### CONSIGNE
Filtrez les lignes ci-dessous : recopiez chacune de celles qui contiennent le mot « only ». Respectez la casse.

[Éléments issus d'une collection d'étiquetage]
####
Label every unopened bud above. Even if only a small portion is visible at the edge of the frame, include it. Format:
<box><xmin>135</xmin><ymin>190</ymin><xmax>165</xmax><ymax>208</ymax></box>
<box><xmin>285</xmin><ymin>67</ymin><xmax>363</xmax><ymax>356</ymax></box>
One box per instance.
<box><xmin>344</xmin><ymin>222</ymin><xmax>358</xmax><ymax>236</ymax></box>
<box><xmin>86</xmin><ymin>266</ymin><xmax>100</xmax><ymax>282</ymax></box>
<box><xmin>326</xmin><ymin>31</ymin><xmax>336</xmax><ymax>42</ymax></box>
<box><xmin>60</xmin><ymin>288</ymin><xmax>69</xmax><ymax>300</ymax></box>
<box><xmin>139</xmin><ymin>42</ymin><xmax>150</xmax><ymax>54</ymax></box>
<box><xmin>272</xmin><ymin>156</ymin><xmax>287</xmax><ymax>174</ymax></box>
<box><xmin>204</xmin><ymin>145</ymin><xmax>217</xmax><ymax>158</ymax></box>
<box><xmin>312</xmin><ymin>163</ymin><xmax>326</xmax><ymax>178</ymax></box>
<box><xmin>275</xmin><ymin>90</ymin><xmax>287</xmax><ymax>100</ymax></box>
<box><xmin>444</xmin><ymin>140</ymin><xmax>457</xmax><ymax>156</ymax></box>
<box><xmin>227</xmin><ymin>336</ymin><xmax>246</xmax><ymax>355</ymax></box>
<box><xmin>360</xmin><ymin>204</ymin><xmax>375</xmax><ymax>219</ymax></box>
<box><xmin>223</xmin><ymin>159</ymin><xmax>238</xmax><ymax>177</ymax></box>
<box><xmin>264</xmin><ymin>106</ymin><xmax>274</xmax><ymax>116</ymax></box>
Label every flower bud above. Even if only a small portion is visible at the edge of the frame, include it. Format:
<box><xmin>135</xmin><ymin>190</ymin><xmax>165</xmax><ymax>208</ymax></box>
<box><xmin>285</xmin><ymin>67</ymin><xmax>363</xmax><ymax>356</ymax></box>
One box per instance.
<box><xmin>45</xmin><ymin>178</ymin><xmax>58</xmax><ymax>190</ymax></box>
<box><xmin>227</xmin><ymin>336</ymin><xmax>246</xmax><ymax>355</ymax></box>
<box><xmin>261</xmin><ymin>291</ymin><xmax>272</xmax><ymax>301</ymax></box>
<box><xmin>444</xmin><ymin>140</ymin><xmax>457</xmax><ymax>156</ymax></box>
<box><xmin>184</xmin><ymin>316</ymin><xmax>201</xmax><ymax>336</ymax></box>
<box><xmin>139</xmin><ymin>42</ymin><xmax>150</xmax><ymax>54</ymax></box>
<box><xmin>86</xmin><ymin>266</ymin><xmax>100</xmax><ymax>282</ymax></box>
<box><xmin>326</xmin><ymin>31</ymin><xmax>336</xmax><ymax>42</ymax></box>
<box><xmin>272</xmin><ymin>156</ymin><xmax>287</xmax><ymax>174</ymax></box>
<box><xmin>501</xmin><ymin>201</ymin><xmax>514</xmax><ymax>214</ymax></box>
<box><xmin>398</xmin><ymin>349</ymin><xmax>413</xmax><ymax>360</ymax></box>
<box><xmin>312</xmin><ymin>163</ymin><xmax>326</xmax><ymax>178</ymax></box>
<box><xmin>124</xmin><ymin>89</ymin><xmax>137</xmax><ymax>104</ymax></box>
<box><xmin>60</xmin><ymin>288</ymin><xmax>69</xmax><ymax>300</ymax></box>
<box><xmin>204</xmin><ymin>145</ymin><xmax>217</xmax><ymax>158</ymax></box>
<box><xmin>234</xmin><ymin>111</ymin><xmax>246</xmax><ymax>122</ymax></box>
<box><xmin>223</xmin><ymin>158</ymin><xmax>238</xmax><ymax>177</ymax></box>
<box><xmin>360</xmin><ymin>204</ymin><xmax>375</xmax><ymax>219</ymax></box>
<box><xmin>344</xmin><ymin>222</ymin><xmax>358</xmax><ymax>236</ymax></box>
####
### CORRIGÉ
Label every unopened bud above. Even if only a small portion is visible at the edge of the frame, include it. Format:
Label every flower bud above. Even if only a small portion is visible at the edge of the frame, include it. Format:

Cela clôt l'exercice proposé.